**PAGE**
__________

The theoretical truncation error associated with each reset is governed by the Lagrange remainder term of the second-order Taylor polynomial. Based on Equation (7), the third derivative of the cosine function is bounded in magnitude by 1, yielding a worst-case interpolation error bounded by:

$$\left|E_{Taylor}\right|\le {\displaystyle \frac{1}{6}}·{\theta }_{reset}^3$$

(9)

Since the reset step size θ_reset for the interval 0°~30°, the error boundary E_Taylor decays at a cubic rate as the number of reset points R increases. Equation (9) provides a theoretical basis for selecting an appropriate value of R to ensure that the interpolation error remains within the desired limit.

Figure 4 presents the cumulative error profiles of the HRT technique compared with the second-order Taylor polynomial over the interval 0°~45°, under different reset configurations. In Figure 4a, where two resets are applied, the HRT curve displays three recursive segments, each of which is interrupted by a reset, but the error still grows significantly toward the end of the interval, exceeding 0.03. Figure 4b increases the reset count to four, resulting in visibly improved accuracy and better alignment with the Taylor baseline, although slight divergence remains in the higher-angle region. In Figure 4c, the use of eight resets yields a curve that closely follows the Taylor approximation, with the maximum deviation being reduced to less than 0.015. Finally, Figure 4d shows the result of sixteen resets, where the HRT error becomes nearly indistinguishable from the Taylor reference, reaching a maximum deviation of approximately 1.08 × 10⁻², compared to 1.06 × 10⁻² for the Taylor curve. This indicates that the HRT technique achieves comparable accuracy to the second-order Taylor expansion at sixteen resets and further increases in reset count would offer negligible improvement.

Figure 5 extends the evaluation into the 30°~60° segment to assess whether the same reset strategy remains effective in a region of increased waveform curvature. In the two-reset configuration, illustrated in Figure 5a, the root-mean-square (RMS) error attains 6.29 × 10⁻³; this relatively large value is largely inherited from residual deviation at the transition out of the 0°~30° segment, where only limited reset occurs before the curvature starts to increase. When the reset density is doubled to four, as depicted in Figure 5b, the RMS error falls to 5.38 × 10⁻³, the lowest among all cases examined, confirming that additional mid-interval correction is needed once the waveform departs from the region of highest Taylor fidelity. Increasing the frequency further to eight and sixteen resets, shown in Figure 5c,d, does not yield additional benefit; the corresponding RMS errors rise slightly to 5.91 × 10⁻³ and 6.16 × 10⁻³, respectively. These degradations are primarily attributed to quantization noise and finite word-length rounding in 16-bit arithmetic, which become the dominant error sources when the approximation error from the second-order Taylor polynomial is already low. Among the tested configurations, applying four resets provides the smallest deviation while maintaining a moderate computational burden.

__________

Location identification rows
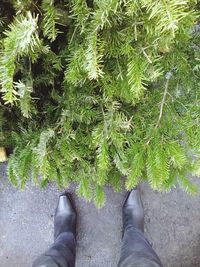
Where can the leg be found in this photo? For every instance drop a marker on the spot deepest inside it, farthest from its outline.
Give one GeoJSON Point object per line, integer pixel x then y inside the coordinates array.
{"type": "Point", "coordinates": [62, 252]}
{"type": "Point", "coordinates": [136, 250]}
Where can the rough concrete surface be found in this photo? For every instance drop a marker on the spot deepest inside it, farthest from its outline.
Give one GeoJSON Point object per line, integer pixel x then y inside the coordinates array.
{"type": "Point", "coordinates": [172, 224]}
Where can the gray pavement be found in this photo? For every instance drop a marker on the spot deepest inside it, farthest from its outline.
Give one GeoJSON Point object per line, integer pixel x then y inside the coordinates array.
{"type": "Point", "coordinates": [172, 224]}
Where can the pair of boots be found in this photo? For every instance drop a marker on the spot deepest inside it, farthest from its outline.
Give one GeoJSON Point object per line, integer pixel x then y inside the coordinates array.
{"type": "Point", "coordinates": [136, 250]}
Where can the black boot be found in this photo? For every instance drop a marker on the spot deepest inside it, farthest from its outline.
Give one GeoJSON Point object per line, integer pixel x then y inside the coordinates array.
{"type": "Point", "coordinates": [133, 213]}
{"type": "Point", "coordinates": [65, 216]}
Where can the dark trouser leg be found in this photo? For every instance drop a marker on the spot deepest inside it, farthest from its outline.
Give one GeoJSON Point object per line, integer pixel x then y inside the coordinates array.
{"type": "Point", "coordinates": [60, 254]}
{"type": "Point", "coordinates": [136, 250]}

__________

**DIRECTIVES**
(a) Write out the rows again, requests included, beginning at the line that has "Where can the pair" and stopping after the last row. Adjust every point coordinate in the answers by -24.
(b) Continue the passage on reset error in the HRT technique from the point where it stops.

**TASK-BY-TASK ANSWERS**
(a)
Where can the pair of boots be found in this photo? For every instance drop a marker on the spot deepest inside it, farthest from its outline.
Give one GeoJSON Point object per line, integer pixel x then y inside the coordinates array.
{"type": "Point", "coordinates": [112, 226]}
Where can the black boot be found in this photo? For every instance drop a marker on the spot deepest inside it, farthest from its outline.
Give one GeoJSON Point object per line, integer pixel x then y inside the coordinates array.
{"type": "Point", "coordinates": [109, 189]}
{"type": "Point", "coordinates": [41, 192]}
Where can the dark trouser leg be found in this photo? For every instance drop a marker on the spot deepest inside it, farthest from its outline.
Give one GeoJSON Point object per line, integer pixel x then y inside the coordinates array.
{"type": "Point", "coordinates": [36, 230]}
{"type": "Point", "coordinates": [112, 226]}

(b)
Extending the analysis to the 60°~90° range, Figure 6 demonstrates the investigation on whether additional resets improve accuracy in this higher-angle segment. The error behavior in this interval differs from that observed at lower angles. In Figure 6a, where no resets are applied, the HRT curve remains below the second-order Taylor baseline and exhibits a comparatively shallow growth throughout the interval, reflecting the lower curvature of the cosine function near 90°. Introducing one, two, or four resets, as displayed in Figure 6b–d, produces only minor changes in the error trend and occasionally adds small fluctuations attributable to extra numerical operations. Since the dominant errors here originate from quantization and rounding in 16-bit fixed-point arithmetic rather than from model inaccuracy, additional resets do not yield meaningful improvement. Consequently, omitting resets in the 60°~90° segment maintains numerical stability while avoiding unnecessary computational overhead.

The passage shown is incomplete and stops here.